### Directions for this task
Pull out every line of the material below that contains the word "tree", copying each line in full.

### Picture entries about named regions
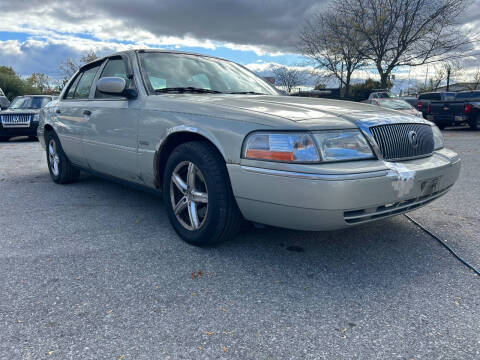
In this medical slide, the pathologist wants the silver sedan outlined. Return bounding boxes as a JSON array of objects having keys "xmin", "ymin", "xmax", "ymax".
[{"xmin": 38, "ymin": 50, "xmax": 460, "ymax": 245}]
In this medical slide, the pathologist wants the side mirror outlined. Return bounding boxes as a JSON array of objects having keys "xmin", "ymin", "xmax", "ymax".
[{"xmin": 97, "ymin": 77, "xmax": 137, "ymax": 99}]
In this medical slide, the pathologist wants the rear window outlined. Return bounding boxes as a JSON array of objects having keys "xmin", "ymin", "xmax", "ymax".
[
  {"xmin": 456, "ymin": 91, "xmax": 480, "ymax": 100},
  {"xmin": 418, "ymin": 93, "xmax": 441, "ymax": 100}
]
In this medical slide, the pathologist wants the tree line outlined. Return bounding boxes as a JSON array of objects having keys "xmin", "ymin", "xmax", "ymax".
[
  {"xmin": 0, "ymin": 51, "xmax": 98, "ymax": 100},
  {"xmin": 274, "ymin": 0, "xmax": 474, "ymax": 98}
]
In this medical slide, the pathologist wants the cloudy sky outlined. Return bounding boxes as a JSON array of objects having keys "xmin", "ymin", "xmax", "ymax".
[{"xmin": 0, "ymin": 0, "xmax": 480, "ymax": 89}]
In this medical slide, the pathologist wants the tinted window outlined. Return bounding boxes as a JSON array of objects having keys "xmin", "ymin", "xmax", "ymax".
[
  {"xmin": 418, "ymin": 93, "xmax": 441, "ymax": 100},
  {"xmin": 95, "ymin": 58, "xmax": 130, "ymax": 99},
  {"xmin": 74, "ymin": 65, "xmax": 100, "ymax": 99},
  {"xmin": 456, "ymin": 91, "xmax": 480, "ymax": 100}
]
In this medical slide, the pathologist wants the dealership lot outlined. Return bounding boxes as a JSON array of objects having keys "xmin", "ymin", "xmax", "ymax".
[{"xmin": 0, "ymin": 129, "xmax": 480, "ymax": 359}]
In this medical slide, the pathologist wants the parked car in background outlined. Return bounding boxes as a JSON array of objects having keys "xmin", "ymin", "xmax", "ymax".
[
  {"xmin": 425, "ymin": 91, "xmax": 480, "ymax": 130},
  {"xmin": 417, "ymin": 92, "xmax": 455, "ymax": 116},
  {"xmin": 367, "ymin": 90, "xmax": 396, "ymax": 100},
  {"xmin": 0, "ymin": 95, "xmax": 53, "ymax": 141},
  {"xmin": 0, "ymin": 89, "xmax": 10, "ymax": 110},
  {"xmin": 364, "ymin": 98, "xmax": 423, "ymax": 117},
  {"xmin": 398, "ymin": 96, "xmax": 418, "ymax": 109},
  {"xmin": 38, "ymin": 50, "xmax": 460, "ymax": 245}
]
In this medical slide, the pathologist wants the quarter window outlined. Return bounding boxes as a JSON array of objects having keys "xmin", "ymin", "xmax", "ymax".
[
  {"xmin": 74, "ymin": 65, "xmax": 100, "ymax": 99},
  {"xmin": 95, "ymin": 58, "xmax": 130, "ymax": 99},
  {"xmin": 65, "ymin": 74, "xmax": 82, "ymax": 99}
]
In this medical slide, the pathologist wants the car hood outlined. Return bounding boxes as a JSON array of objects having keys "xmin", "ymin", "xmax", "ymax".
[{"xmin": 151, "ymin": 94, "xmax": 426, "ymax": 130}]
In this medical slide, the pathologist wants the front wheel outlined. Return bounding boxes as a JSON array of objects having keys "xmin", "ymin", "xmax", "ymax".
[
  {"xmin": 163, "ymin": 141, "xmax": 242, "ymax": 246},
  {"xmin": 45, "ymin": 131, "xmax": 80, "ymax": 184}
]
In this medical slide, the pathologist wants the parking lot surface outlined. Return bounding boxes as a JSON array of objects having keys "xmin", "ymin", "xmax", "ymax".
[{"xmin": 0, "ymin": 129, "xmax": 480, "ymax": 359}]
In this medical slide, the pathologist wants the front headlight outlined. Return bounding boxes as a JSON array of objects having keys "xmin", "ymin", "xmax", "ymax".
[
  {"xmin": 243, "ymin": 132, "xmax": 320, "ymax": 163},
  {"xmin": 315, "ymin": 130, "xmax": 374, "ymax": 161},
  {"xmin": 242, "ymin": 130, "xmax": 374, "ymax": 163},
  {"xmin": 432, "ymin": 125, "xmax": 444, "ymax": 150}
]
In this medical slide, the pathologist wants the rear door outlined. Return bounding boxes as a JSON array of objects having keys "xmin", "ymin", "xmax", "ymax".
[
  {"xmin": 83, "ymin": 56, "xmax": 141, "ymax": 182},
  {"xmin": 55, "ymin": 62, "xmax": 101, "ymax": 167}
]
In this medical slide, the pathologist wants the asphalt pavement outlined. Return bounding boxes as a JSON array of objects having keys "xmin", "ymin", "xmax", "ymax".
[{"xmin": 0, "ymin": 129, "xmax": 480, "ymax": 360}]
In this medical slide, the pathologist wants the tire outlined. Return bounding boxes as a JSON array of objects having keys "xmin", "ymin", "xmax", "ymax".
[
  {"xmin": 163, "ymin": 141, "xmax": 243, "ymax": 246},
  {"xmin": 45, "ymin": 131, "xmax": 80, "ymax": 184},
  {"xmin": 468, "ymin": 115, "xmax": 480, "ymax": 130}
]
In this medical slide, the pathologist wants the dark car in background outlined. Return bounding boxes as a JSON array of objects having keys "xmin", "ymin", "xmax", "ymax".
[
  {"xmin": 0, "ymin": 95, "xmax": 54, "ymax": 141},
  {"xmin": 0, "ymin": 89, "xmax": 10, "ymax": 110},
  {"xmin": 424, "ymin": 91, "xmax": 480, "ymax": 130},
  {"xmin": 417, "ymin": 92, "xmax": 455, "ymax": 116}
]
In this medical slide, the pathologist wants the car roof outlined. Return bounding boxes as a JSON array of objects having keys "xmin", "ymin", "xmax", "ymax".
[
  {"xmin": 16, "ymin": 95, "xmax": 53, "ymax": 97},
  {"xmin": 80, "ymin": 48, "xmax": 231, "ymax": 70}
]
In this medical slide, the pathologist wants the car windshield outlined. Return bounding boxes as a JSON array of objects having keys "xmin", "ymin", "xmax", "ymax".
[
  {"xmin": 8, "ymin": 96, "xmax": 52, "ymax": 110},
  {"xmin": 380, "ymin": 100, "xmax": 413, "ymax": 110},
  {"xmin": 140, "ymin": 52, "xmax": 279, "ymax": 95}
]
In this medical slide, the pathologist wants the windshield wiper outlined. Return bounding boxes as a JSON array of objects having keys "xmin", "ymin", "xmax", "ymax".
[
  {"xmin": 155, "ymin": 86, "xmax": 222, "ymax": 94},
  {"xmin": 229, "ymin": 91, "xmax": 267, "ymax": 95}
]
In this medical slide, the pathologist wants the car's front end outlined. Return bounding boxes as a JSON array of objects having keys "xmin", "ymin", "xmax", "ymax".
[
  {"xmin": 0, "ymin": 96, "xmax": 51, "ymax": 140},
  {"xmin": 217, "ymin": 102, "xmax": 460, "ymax": 231}
]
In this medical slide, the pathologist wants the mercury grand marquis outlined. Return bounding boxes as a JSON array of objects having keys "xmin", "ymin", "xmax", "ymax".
[{"xmin": 38, "ymin": 50, "xmax": 460, "ymax": 246}]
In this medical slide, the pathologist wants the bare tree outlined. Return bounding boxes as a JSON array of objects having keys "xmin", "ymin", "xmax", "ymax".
[
  {"xmin": 58, "ymin": 50, "xmax": 98, "ymax": 87},
  {"xmin": 329, "ymin": 0, "xmax": 471, "ymax": 87},
  {"xmin": 429, "ymin": 60, "xmax": 462, "ymax": 91},
  {"xmin": 300, "ymin": 12, "xmax": 366, "ymax": 97},
  {"xmin": 272, "ymin": 66, "xmax": 303, "ymax": 94},
  {"xmin": 467, "ymin": 67, "xmax": 480, "ymax": 90},
  {"xmin": 26, "ymin": 73, "xmax": 51, "ymax": 94}
]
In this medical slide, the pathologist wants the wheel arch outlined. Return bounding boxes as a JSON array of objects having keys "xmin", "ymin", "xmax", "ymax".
[{"xmin": 153, "ymin": 126, "xmax": 227, "ymax": 189}]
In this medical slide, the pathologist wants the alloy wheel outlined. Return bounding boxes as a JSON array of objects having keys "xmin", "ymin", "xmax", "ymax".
[{"xmin": 170, "ymin": 161, "xmax": 208, "ymax": 231}]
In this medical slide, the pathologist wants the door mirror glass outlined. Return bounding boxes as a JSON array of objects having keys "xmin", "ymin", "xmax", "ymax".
[{"xmin": 97, "ymin": 76, "xmax": 127, "ymax": 95}]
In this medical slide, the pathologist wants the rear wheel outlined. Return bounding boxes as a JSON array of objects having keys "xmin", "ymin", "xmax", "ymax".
[
  {"xmin": 468, "ymin": 115, "xmax": 480, "ymax": 130},
  {"xmin": 163, "ymin": 141, "xmax": 242, "ymax": 246},
  {"xmin": 45, "ymin": 131, "xmax": 80, "ymax": 184}
]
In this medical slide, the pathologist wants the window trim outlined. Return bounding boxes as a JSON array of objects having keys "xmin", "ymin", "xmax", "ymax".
[
  {"xmin": 89, "ymin": 54, "xmax": 138, "ymax": 101},
  {"xmin": 60, "ymin": 58, "xmax": 105, "ymax": 102}
]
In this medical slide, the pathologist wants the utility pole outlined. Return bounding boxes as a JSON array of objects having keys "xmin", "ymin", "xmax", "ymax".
[{"xmin": 447, "ymin": 66, "xmax": 452, "ymax": 91}]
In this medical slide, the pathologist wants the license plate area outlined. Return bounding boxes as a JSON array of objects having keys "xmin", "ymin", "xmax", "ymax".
[{"xmin": 420, "ymin": 176, "xmax": 441, "ymax": 196}]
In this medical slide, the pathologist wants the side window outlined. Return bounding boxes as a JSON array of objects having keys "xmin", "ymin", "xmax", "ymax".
[
  {"xmin": 95, "ymin": 58, "xmax": 130, "ymax": 99},
  {"xmin": 64, "ymin": 74, "xmax": 82, "ymax": 99},
  {"xmin": 74, "ymin": 65, "xmax": 100, "ymax": 99}
]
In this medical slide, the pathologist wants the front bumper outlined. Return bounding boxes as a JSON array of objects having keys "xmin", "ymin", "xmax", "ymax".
[
  {"xmin": 227, "ymin": 149, "xmax": 460, "ymax": 231},
  {"xmin": 0, "ymin": 121, "xmax": 38, "ymax": 138}
]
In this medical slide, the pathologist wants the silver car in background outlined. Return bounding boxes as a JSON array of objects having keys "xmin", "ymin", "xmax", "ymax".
[{"xmin": 38, "ymin": 50, "xmax": 460, "ymax": 245}]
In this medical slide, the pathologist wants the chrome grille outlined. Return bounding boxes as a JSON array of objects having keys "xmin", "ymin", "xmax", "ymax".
[
  {"xmin": 370, "ymin": 124, "xmax": 434, "ymax": 160},
  {"xmin": 0, "ymin": 114, "xmax": 33, "ymax": 127}
]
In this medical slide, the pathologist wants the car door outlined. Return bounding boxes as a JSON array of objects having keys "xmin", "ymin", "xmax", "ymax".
[
  {"xmin": 55, "ymin": 62, "xmax": 102, "ymax": 167},
  {"xmin": 83, "ymin": 56, "xmax": 141, "ymax": 182}
]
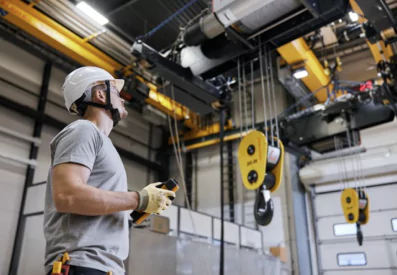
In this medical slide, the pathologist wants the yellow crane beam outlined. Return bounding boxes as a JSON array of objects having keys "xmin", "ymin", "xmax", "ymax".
[
  {"xmin": 350, "ymin": 0, "xmax": 393, "ymax": 63},
  {"xmin": 277, "ymin": 37, "xmax": 332, "ymax": 103},
  {"xmin": 0, "ymin": 0, "xmax": 204, "ymax": 129}
]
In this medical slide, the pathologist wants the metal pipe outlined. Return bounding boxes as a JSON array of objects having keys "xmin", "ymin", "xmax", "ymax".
[
  {"xmin": 312, "ymin": 147, "xmax": 367, "ymax": 161},
  {"xmin": 0, "ymin": 126, "xmax": 41, "ymax": 145},
  {"xmin": 310, "ymin": 189, "xmax": 323, "ymax": 274},
  {"xmin": 247, "ymin": 8, "xmax": 307, "ymax": 40}
]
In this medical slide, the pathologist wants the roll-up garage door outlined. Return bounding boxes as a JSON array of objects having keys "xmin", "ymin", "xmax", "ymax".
[{"xmin": 313, "ymin": 183, "xmax": 397, "ymax": 275}]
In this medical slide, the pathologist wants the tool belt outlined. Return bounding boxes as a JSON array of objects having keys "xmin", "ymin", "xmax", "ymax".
[{"xmin": 48, "ymin": 252, "xmax": 113, "ymax": 275}]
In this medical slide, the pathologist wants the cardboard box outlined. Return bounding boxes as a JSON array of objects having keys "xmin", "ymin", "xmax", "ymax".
[
  {"xmin": 270, "ymin": 246, "xmax": 287, "ymax": 263},
  {"xmin": 150, "ymin": 215, "xmax": 170, "ymax": 234}
]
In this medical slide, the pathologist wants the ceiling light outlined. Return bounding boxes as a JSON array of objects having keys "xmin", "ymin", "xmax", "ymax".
[
  {"xmin": 76, "ymin": 1, "xmax": 109, "ymax": 25},
  {"xmin": 349, "ymin": 12, "xmax": 358, "ymax": 22},
  {"xmin": 293, "ymin": 68, "xmax": 309, "ymax": 79}
]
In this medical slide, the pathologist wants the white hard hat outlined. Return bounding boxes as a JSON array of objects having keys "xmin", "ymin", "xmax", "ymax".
[{"xmin": 62, "ymin": 66, "xmax": 124, "ymax": 114}]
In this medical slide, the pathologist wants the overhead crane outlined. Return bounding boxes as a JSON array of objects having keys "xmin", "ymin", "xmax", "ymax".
[{"xmin": 0, "ymin": 0, "xmax": 232, "ymax": 135}]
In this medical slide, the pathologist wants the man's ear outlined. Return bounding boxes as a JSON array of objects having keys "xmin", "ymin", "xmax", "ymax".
[{"xmin": 92, "ymin": 90, "xmax": 106, "ymax": 104}]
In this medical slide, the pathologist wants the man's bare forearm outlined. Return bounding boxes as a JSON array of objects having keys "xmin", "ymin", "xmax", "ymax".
[{"xmin": 55, "ymin": 184, "xmax": 139, "ymax": 216}]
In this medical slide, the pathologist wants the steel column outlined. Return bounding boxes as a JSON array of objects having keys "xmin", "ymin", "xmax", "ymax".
[
  {"xmin": 226, "ymin": 141, "xmax": 235, "ymax": 222},
  {"xmin": 185, "ymin": 152, "xmax": 193, "ymax": 207},
  {"xmin": 219, "ymin": 110, "xmax": 225, "ymax": 275},
  {"xmin": 288, "ymin": 155, "xmax": 312, "ymax": 274},
  {"xmin": 8, "ymin": 62, "xmax": 52, "ymax": 275}
]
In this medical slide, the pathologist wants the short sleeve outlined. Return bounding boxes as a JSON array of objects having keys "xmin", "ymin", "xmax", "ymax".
[{"xmin": 53, "ymin": 121, "xmax": 102, "ymax": 170}]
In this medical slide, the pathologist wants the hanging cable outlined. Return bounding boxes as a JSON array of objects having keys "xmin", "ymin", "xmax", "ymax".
[
  {"xmin": 243, "ymin": 61, "xmax": 249, "ymax": 132},
  {"xmin": 269, "ymin": 51, "xmax": 280, "ymax": 148},
  {"xmin": 163, "ymin": 82, "xmax": 212, "ymax": 274},
  {"xmin": 259, "ymin": 37, "xmax": 268, "ymax": 136},
  {"xmin": 264, "ymin": 46, "xmax": 275, "ymax": 147},
  {"xmin": 334, "ymin": 136, "xmax": 344, "ymax": 192},
  {"xmin": 237, "ymin": 57, "xmax": 243, "ymax": 140},
  {"xmin": 251, "ymin": 61, "xmax": 255, "ymax": 130},
  {"xmin": 346, "ymin": 128, "xmax": 358, "ymax": 192}
]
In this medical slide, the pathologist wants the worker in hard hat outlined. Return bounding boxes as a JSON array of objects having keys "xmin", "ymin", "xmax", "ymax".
[{"xmin": 44, "ymin": 67, "xmax": 175, "ymax": 275}]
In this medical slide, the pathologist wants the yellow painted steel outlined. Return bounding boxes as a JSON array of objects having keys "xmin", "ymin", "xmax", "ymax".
[
  {"xmin": 0, "ymin": 0, "xmax": 210, "ymax": 129},
  {"xmin": 184, "ymin": 132, "xmax": 247, "ymax": 151},
  {"xmin": 168, "ymin": 119, "xmax": 235, "ymax": 144},
  {"xmin": 277, "ymin": 38, "xmax": 332, "ymax": 103},
  {"xmin": 340, "ymin": 188, "xmax": 360, "ymax": 223},
  {"xmin": 238, "ymin": 130, "xmax": 268, "ymax": 190},
  {"xmin": 350, "ymin": 0, "xmax": 393, "ymax": 63}
]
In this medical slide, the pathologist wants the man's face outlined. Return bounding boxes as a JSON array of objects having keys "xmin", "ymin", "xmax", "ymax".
[{"xmin": 92, "ymin": 81, "xmax": 128, "ymax": 119}]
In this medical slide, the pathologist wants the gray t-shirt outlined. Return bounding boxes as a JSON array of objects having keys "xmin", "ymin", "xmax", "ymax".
[{"xmin": 44, "ymin": 120, "xmax": 129, "ymax": 275}]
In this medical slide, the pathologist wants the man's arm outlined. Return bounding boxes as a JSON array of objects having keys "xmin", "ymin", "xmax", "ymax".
[{"xmin": 52, "ymin": 163, "xmax": 139, "ymax": 216}]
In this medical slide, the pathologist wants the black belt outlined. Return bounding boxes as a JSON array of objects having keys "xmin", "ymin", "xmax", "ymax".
[{"xmin": 47, "ymin": 265, "xmax": 106, "ymax": 275}]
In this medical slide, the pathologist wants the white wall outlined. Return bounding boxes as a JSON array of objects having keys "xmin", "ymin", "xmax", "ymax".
[
  {"xmin": 167, "ymin": 78, "xmax": 293, "ymax": 270},
  {"xmin": 0, "ymin": 40, "xmax": 161, "ymax": 275}
]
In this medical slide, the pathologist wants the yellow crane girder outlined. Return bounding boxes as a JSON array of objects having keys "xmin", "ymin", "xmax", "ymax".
[
  {"xmin": 0, "ymin": 0, "xmax": 204, "ymax": 129},
  {"xmin": 277, "ymin": 37, "xmax": 332, "ymax": 103}
]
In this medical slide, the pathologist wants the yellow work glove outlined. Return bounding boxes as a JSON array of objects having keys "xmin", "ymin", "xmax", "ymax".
[{"xmin": 136, "ymin": 182, "xmax": 175, "ymax": 214}]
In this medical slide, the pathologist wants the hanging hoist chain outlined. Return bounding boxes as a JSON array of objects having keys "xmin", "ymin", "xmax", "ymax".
[
  {"xmin": 163, "ymin": 83, "xmax": 211, "ymax": 274},
  {"xmin": 259, "ymin": 37, "xmax": 268, "ymax": 136},
  {"xmin": 346, "ymin": 128, "xmax": 358, "ymax": 191},
  {"xmin": 339, "ymin": 138, "xmax": 349, "ymax": 191},
  {"xmin": 334, "ymin": 136, "xmax": 345, "ymax": 192},
  {"xmin": 243, "ymin": 60, "xmax": 249, "ymax": 132},
  {"xmin": 268, "ymin": 47, "xmax": 280, "ymax": 148},
  {"xmin": 251, "ymin": 61, "xmax": 255, "ymax": 130},
  {"xmin": 353, "ymin": 131, "xmax": 365, "ymax": 191},
  {"xmin": 237, "ymin": 57, "xmax": 243, "ymax": 140},
  {"xmin": 265, "ymin": 46, "xmax": 274, "ymax": 147}
]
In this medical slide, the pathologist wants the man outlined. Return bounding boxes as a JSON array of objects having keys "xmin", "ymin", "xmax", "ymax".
[{"xmin": 44, "ymin": 67, "xmax": 175, "ymax": 275}]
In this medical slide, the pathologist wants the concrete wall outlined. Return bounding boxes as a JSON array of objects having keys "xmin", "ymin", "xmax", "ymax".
[{"xmin": 0, "ymin": 40, "xmax": 162, "ymax": 275}]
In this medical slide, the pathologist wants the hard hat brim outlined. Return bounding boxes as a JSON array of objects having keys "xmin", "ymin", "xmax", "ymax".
[{"xmin": 114, "ymin": 79, "xmax": 125, "ymax": 92}]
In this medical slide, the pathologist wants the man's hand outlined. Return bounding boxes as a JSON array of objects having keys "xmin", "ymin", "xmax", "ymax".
[{"xmin": 136, "ymin": 182, "xmax": 175, "ymax": 214}]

### The completed task
In this medical slide, the pathologist wants the tree line outlined. Return bounding boxes as a JSON array of objects having keys "xmin", "ymin", "xmax", "ymax".
In this medical slide, the pathologist wants the bare tree outlined. Return bounding boxes as a JSON array of objects having keys "xmin", "ymin", "xmax", "ymax".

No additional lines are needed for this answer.